Texto.
****
Quisiera ampliar indefinidamente el comentario de un libro de crítica capaza
de colmar la atención del público que encontraba allí una guía muy segura para percibir
todo el valor del mensaje de André Breton y carácter único de la atmósfera creada
por él.
El libro de Gracq no es el único, aunque si el mejor, dedicado a Breton en
el curso de este año. No hay por estos días periódico o revista que no contenga
un estudio de este autor que , aún recientemente, es objeto de los ataques más groseros
y de los sarcasmos de la “inteligencia tradicional”. Estos homenajes provienen de
medios muy diferentes, con frecuencia muy alejados de aquellos a los que buscó llegar
el autor, sin menospreciar algunas reacciones de parte de sus amigos o de antiguos
amigos. Es así como uno de los historiógrafos del movimiento surrealista ha creido
pertinente dar cuenta del libro de Gracq en térmios acerbos, a mi modo de ver muy
injustos. Pretende situar a Breton entre las glorias nacionales y establece un paralelo
muy desueto y convencional entre Breton triunfante en vida y Artaud el poeta maldito
muerto en condiciones que ya conocemos.
****
Filas de datos.
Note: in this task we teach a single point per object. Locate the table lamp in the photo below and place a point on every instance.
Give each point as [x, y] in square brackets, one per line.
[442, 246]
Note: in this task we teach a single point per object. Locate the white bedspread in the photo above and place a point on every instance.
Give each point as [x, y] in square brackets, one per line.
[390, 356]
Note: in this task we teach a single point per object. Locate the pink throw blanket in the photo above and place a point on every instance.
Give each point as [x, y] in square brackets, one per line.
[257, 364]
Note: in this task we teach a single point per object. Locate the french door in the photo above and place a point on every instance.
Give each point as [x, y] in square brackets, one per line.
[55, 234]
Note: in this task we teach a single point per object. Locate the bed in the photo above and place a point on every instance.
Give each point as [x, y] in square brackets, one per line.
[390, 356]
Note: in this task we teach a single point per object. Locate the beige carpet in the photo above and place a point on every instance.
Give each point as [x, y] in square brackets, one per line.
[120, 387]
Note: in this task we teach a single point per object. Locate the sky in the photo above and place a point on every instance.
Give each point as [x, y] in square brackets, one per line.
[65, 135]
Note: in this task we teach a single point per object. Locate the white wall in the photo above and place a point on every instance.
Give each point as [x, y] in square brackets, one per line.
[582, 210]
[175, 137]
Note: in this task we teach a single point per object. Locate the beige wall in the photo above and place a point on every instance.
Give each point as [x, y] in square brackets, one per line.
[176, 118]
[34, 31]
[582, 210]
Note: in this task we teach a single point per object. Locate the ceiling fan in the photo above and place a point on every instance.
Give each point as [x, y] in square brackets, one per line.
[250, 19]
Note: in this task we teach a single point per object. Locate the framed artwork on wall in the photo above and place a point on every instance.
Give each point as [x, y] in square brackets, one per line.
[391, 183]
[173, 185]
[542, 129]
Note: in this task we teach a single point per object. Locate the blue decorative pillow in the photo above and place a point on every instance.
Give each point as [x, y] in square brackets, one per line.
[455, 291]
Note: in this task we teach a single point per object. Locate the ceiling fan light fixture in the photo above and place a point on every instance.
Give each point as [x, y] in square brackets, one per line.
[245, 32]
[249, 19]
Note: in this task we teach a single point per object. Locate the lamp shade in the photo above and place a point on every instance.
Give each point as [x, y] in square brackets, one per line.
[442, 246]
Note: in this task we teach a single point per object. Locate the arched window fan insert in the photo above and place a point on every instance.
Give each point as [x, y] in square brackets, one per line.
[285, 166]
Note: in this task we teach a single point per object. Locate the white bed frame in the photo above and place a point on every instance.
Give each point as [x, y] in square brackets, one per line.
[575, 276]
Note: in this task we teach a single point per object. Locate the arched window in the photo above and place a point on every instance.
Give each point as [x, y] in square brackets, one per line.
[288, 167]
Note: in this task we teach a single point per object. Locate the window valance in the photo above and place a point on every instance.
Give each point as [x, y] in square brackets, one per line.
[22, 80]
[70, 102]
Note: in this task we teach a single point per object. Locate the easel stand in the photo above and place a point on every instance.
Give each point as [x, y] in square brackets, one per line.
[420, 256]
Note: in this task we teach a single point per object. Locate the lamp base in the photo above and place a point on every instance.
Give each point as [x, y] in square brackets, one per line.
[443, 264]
****
Conjunto de tareas.
**a.** Según el fragmento sobre André Breton, ¿de quién es el libro considerado el mejor de los dedicados a Breton ese año?
**b.** Prolonga el fragmento sobre André Breton a partir de su última oración.
Las filas no desempeñan ningún papel aquí.

Respuestas.
**a.** De Gracq.

**b.**
Evidentemente no hay en esta cuestión nada de celos o envidia sino más bien
un despecho en constatar que personas ajenas al grupo osan hablar de aquel como
el mejor y, sobre todo, como abanderado de una revuelta intransigente. Los adeptos
preferirían no compartir su admiración con los profanos, lo mismo que con algunos
de sus enemigos. No obstante Breton no ha flaqueado, sigue siendo el abanderado
de la revuelta, pero la celebridad y la gloria lo han convertido, de por sí, en
un fenómeno siempre trastornador.
Desde su origen, el surrealismo en tanto que grupo se erigió contra el culto
de los grandes nombres, contra el hábito de los pedestales, contra las estatuas
literarias o políticas; ha hecho del irrespeto su ley, del sacrilegio su método;
por doquier ha reivindicado una poesía hecha para todos y por todos, una obra lo
más anónima posible como fórmula del porvenir. De hecho, quién podría decir que
en algún momento aceptara André Breton el clásico juego literario, preocupándose
por alcanzar el primer rango mediante la estrategia familiar a los literatos y a
los artistas, poco dispuesto como era a la glorificación alcanzada actualmente.
Nadie ha jugado a perder tan obstinadamente, nadie ha explotado tan poco sus ventajas.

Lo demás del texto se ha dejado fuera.